● 原文节选
BZOJ原题链接
洛谷原题链接
对于每个需要床位的人向他能睡的床连边,然后就是二分图最大匹配模板了。
这里用匈牙利算法。
#include<cstdio>
#include<cstring>
using namespace std;
const int N = 55;
const int M = 1e4 + 10;
int fi[M], di[M], ne[M], mtc[M], l;
bool v[M], h[N], sc[N];
inline int re()
{
int x = 0;
char c = getchar();
bool p = 0;
for (; c < '0' || c > '9'; c = getchar())
p |= c == '-';
for (; c >= '0' && c <= '9'; c = getchar())
x = x * 10 + c - '0';
return p ? -x : x;
}
inline void add(int x, int y)
{
di[++l] = y;
ne[l] = fi[x];
fi[x] = l;
}
bool dfs(int x)
{
int i, y;
for (i = fi[x]; i; i = ne[i])
if (!v[y = di[i]])
{
v[y] = 1;
if (!mtc[y] || dfs(mtc[y]))
{
mtc[y] = x;
return true;
}
}
return false;
}
int main()
{
int i, j, n, t;
t = re();
while (t--)
{
n = re();
l = 0;
memset(fi, 0, sizeof(fi));
memset(mtc, 0, sizeof(mtc));
for (i = 1; i <= n; i++)
sc[i] = re();
for (i = 1; i <= n; i++)
sc[i] ? h[i] = re() : h[i] = re() ? 0 : 0;
int k = 0;
for (i = 1; i <= n; i++)
if (!sc[i] || (sc[i] && !h[i]))
k++;
for (i = 1; i <= n; i++)
{
if (!h[i] && sc[i])
add(i, i + n);
for (j = 1; j <= n; j++)
if (re() && !h[i] && sc[j])
add(i, j + n);
}
int s = 0;
for (i = 1; i <= n; i++)
{
memset(v, 0, sizeof(v));
if (dfs(i))
s++;
}
s ^ k ? printf("T_T\n") : printf("^_^\n");
}
return 0;
}

● 练习题目
[A] 请把这篇题解中从“sc[i] ? h[i]”开始、到“(!h[i] && sc[i])”结束的部分重抄一遍，并将其中的“h[i]”全部替换为“home[i]”。
[B] 判断下面三条说法是否与这篇题解相符。每条答“是”或“否”，并引用题解中起决定作用的原文。
(i) 题解采用匈牙利算法求解。
(ii) 代码中常量 N 的值为 1e4 + 10。
(iii) 题解的做法是，对每个需要床位的人，向他能睡的床连边。
作答时只依据上面这篇题解。

● 数据摘录
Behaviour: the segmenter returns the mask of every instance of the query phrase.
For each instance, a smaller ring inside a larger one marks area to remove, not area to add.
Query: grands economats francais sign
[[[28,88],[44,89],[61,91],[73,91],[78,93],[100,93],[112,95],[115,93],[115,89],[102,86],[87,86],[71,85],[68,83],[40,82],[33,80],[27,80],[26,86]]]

● 参考答案
[A]
sc[i] ? home[i] = re() : home[i] = re() ? 0 : 0;
int k = 0;
for (i = 1; i <= n; i++)
if (!sc[i] || (sc[i] && !home[i]))
k++;
for (i = 1; i <= n; i++)
{
if (!home[i] && sc[i])

[B]
(i) 是：“这里用匈牙利算法。”
(ii) 否：“const int N = 55;”
(iii) 是：“对于每个需要床位的人向他能睡的床连边”